(DATA SHOWN Opens)

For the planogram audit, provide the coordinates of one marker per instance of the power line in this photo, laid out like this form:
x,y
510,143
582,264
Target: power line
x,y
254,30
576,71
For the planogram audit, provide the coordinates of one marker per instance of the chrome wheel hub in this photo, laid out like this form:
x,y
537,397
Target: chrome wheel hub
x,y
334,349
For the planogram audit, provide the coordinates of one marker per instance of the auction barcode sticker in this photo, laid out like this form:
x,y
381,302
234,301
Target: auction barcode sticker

(DATA SHOWN Closes)
(DATA SHOWN Opens)

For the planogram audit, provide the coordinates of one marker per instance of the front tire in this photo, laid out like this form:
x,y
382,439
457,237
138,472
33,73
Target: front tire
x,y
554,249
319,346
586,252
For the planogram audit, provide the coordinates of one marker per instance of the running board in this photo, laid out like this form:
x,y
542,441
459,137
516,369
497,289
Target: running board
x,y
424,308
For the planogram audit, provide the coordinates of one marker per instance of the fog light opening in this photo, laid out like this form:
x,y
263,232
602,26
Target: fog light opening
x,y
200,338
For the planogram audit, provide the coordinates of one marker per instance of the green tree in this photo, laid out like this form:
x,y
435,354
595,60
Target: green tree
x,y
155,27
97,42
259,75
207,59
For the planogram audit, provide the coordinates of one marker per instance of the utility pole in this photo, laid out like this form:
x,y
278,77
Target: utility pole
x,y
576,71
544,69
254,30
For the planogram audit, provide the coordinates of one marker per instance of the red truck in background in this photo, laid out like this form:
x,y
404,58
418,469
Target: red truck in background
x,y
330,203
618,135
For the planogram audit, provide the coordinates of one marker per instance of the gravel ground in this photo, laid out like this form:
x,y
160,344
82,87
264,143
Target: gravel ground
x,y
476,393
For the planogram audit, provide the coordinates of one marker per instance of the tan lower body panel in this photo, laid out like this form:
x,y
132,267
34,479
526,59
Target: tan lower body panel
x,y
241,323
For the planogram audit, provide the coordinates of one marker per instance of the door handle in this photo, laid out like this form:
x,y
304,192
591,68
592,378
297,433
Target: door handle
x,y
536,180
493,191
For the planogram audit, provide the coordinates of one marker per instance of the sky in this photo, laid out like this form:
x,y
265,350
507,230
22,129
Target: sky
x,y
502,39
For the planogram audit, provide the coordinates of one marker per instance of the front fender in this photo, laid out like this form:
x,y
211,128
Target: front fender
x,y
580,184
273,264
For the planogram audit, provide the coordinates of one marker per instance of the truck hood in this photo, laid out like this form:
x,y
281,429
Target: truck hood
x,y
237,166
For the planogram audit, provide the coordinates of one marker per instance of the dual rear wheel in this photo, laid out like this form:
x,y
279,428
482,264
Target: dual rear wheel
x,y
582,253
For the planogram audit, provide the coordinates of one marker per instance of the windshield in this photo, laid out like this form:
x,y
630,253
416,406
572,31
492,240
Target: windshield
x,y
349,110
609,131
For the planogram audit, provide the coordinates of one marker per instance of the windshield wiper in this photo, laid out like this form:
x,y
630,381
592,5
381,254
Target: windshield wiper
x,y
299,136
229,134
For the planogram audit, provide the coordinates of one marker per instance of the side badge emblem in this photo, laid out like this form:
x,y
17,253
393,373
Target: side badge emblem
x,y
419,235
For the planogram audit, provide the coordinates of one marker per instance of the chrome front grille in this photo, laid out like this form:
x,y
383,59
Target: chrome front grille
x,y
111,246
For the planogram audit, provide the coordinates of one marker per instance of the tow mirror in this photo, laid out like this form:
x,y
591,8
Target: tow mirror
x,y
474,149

(DATA SHOWN Closes)

Take from the material above the lines running from the one with "of the power" through the one with "Target: auction barcode sticker", and repeat them exactly, with nothing else.

#### FINISHED TASK
For the planogram audit, provide the coordinates of one marker per instance of the power line in this photo, laid out like this form:
x,y
510,143
582,264
Target: power line
x,y
254,30
576,71
For the planogram audit, provide the coordinates of one marker per instance of the chrome wheel hub in this photo, laid out like this form:
x,y
537,397
Target: chrome wheel hub
x,y
334,349
For the planogram audit, provide the coordinates of one marker per instance of the auction barcode sticker in this photo, laid out like this form:
x,y
381,302
234,301
Target: auction barcode sticker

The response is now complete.